* **Stored rows**
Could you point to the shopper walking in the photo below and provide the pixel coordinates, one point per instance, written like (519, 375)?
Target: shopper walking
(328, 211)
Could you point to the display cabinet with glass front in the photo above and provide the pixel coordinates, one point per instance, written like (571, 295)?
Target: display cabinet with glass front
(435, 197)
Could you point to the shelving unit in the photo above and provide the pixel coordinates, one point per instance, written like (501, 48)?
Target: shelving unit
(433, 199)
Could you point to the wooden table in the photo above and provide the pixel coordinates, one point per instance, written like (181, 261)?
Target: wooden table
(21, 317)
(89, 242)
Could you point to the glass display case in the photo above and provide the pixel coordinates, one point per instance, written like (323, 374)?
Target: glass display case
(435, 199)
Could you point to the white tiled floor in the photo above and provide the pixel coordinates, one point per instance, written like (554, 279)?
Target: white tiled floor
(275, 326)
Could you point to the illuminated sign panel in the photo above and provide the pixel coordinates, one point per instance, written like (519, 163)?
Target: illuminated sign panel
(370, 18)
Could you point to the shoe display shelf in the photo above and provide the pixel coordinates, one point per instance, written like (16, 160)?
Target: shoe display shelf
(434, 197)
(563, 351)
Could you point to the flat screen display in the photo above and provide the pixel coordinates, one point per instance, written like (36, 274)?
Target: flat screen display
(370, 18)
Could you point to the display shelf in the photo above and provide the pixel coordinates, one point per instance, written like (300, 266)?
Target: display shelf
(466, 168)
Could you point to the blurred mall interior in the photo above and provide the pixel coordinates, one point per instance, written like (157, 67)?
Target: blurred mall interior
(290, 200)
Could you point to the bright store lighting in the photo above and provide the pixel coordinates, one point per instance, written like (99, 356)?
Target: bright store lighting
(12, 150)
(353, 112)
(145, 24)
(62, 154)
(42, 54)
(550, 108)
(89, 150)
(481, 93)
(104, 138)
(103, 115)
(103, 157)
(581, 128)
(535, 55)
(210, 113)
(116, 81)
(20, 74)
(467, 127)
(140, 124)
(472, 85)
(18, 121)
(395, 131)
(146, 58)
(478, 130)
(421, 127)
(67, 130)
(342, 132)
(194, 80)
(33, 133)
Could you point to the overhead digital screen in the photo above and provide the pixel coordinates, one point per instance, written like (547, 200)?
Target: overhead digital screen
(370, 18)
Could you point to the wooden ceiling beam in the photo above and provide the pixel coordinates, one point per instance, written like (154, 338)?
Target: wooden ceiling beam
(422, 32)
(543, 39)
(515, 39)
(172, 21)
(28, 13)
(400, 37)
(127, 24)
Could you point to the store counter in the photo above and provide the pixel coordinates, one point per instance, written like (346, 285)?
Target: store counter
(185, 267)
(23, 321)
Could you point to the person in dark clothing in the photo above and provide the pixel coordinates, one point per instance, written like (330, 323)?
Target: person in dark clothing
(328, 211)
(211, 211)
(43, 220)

* **What you are asked to do**
Quote only the lines from the line containing "Could you point to the blurred" through the end of the listing, please, keeping both the first and the last line.

* **Result for this task**
Could you point to the blurred mall interior in the photo above and provide the pixel coordinates, one point per instance, written like (157, 67)?
Target: blurred mall interior
(290, 200)
Could you point to the bright store lighting in the photo above and provide the pixel coordinates, one point per instance, written like (99, 356)?
Target: bright store lighting
(12, 150)
(353, 112)
(145, 24)
(62, 154)
(42, 54)
(550, 108)
(89, 150)
(481, 93)
(104, 138)
(103, 115)
(103, 157)
(581, 128)
(535, 55)
(210, 113)
(116, 81)
(20, 74)
(467, 127)
(140, 124)
(472, 85)
(18, 121)
(395, 131)
(146, 58)
(478, 130)
(421, 127)
(67, 130)
(342, 132)
(194, 80)
(33, 133)
Could you point to the overhead digital screen in the photo above and provide the pixel coordinates, one point per instance, written like (547, 200)?
Target: overhead digital screen
(370, 18)
Could you point to the wooden ceiling beam in the photo above and provide the pixel coordinates, one point per instance, written like (154, 338)?
Target: wooden ceiling beam
(422, 32)
(543, 39)
(515, 39)
(172, 21)
(28, 13)
(400, 37)
(127, 24)
Could you point to the store counter in the photo above and provide the pixel coordinates, one point per instance, written like (346, 285)?
Target: store counter
(185, 267)
(23, 321)
Could you point to the person in dark clothing in the photo above and provide the pixel coordinates, one point per instance, written like (330, 323)?
Target: person in dark clothing
(328, 211)
(211, 211)
(43, 220)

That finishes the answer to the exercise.